=== Study text ===

Last week, Nie Pengli’s two-and-a-half–year ordeal finally came to an end. Ahead of his scheduled retrial on charges of illegally selling firearms, he was informed that prosecutors had withdrawn the case. Nie had faced the prospect of years in prison.
His alleged crime? Selling toy-like “gel blasters” that fire soft, water-filled polymer beads.
Nie’s case is only the latest example of how China’s exceptionally strict definition of a firearm continues to pull ordinary people into the criminal system over items that, in many countries, would be regulated as toys. Over the past 15 years, this threshold has repeatedly produced cases that appear disproportionate or even absurd.
According to reporting by ThePaper.cn, Nie – formerly a security guard and later a food-delivery worker – opened an online toy shop in 2020 after losing his job during the pandemic. Gel blasters quickly became his bestselling product. These are gas- or spring-powered replicas designed for recreation, firing soft beads that typically shatter on impact. Nie promoted them on Douyin and sold them through WeChat. With similar products widely available across Chinese e-commerce platforms, he had little reason to suspect any legal jeopardy.

=== Task 1 ===
Condense the paragraph of the article on Nie Pengli's case that begins "According to reporting by ThePaper.cn" into a short bulleted list that keeps its main facts.
=== Task 2 ===
Transcribe the part of the article on Nie Pengli's case between "According to reporting" and "any legal jeopardy.", inclusive.

Referring expression pointing data
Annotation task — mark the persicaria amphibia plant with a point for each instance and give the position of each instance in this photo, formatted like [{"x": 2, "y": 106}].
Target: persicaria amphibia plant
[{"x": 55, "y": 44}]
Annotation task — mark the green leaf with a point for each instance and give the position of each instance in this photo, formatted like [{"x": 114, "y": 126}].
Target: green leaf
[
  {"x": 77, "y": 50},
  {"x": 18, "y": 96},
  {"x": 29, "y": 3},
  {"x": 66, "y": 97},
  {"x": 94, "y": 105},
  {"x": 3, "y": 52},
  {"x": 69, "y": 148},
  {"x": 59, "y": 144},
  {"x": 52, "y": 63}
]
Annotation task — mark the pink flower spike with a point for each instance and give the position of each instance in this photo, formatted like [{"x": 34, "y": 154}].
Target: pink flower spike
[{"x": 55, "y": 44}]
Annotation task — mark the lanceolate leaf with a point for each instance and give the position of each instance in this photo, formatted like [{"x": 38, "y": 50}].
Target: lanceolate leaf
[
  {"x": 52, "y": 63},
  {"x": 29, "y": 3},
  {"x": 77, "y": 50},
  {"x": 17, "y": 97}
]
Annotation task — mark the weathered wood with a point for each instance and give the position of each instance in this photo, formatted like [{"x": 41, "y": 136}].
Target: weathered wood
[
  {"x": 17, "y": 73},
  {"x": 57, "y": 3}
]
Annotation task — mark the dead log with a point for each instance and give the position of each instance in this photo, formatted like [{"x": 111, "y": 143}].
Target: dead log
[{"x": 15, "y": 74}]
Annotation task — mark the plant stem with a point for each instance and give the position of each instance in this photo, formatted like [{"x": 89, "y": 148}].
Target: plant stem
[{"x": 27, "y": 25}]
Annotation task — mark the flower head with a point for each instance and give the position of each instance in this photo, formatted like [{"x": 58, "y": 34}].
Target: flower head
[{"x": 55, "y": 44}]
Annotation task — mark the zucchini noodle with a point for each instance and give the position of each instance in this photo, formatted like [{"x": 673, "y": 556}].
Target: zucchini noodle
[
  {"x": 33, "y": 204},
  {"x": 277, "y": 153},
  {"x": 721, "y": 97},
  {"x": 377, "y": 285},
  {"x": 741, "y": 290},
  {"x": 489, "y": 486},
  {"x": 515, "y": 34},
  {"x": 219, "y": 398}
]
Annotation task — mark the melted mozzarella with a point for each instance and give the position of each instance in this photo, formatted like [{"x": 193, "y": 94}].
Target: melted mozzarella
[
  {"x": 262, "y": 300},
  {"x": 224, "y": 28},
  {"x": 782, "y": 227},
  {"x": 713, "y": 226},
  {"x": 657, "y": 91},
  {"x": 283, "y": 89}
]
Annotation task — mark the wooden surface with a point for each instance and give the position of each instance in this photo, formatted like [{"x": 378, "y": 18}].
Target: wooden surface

=== Reply 1 ===
- According to ThePaper.cn, Nie, formerly a security guard and later a food-delivery worker, opened an online toy shop in 2020 after losing his job during the pandemic.
- Gel blasters became his bestselling product. They are gas- or spring-powered recreational replicas that fire soft beads, which typically shatter on impact.
- He promoted them on Douyin and sold them through WeChat.
- Similar products were widely available on Chinese e-commerce platforms, so he had little reason to suspect legal jeopardy.

=== Reply 2 ===
According to reporting by ThePaper.cn, Nie – formerly a security guard and later a food-delivery worker – opened an online toy shop in 2020 after losing his job during the pandemic. Gel blasters quickly became his bestselling product. These are gas- or spring-powered replicas designed for recreation, firing soft beads that typically shatter on impact. Nie promoted them on Douyin and sold them through WeChat. With similar products widely available across Chinese e-commerce platforms, he had little reason to suspect any legal jeopardy.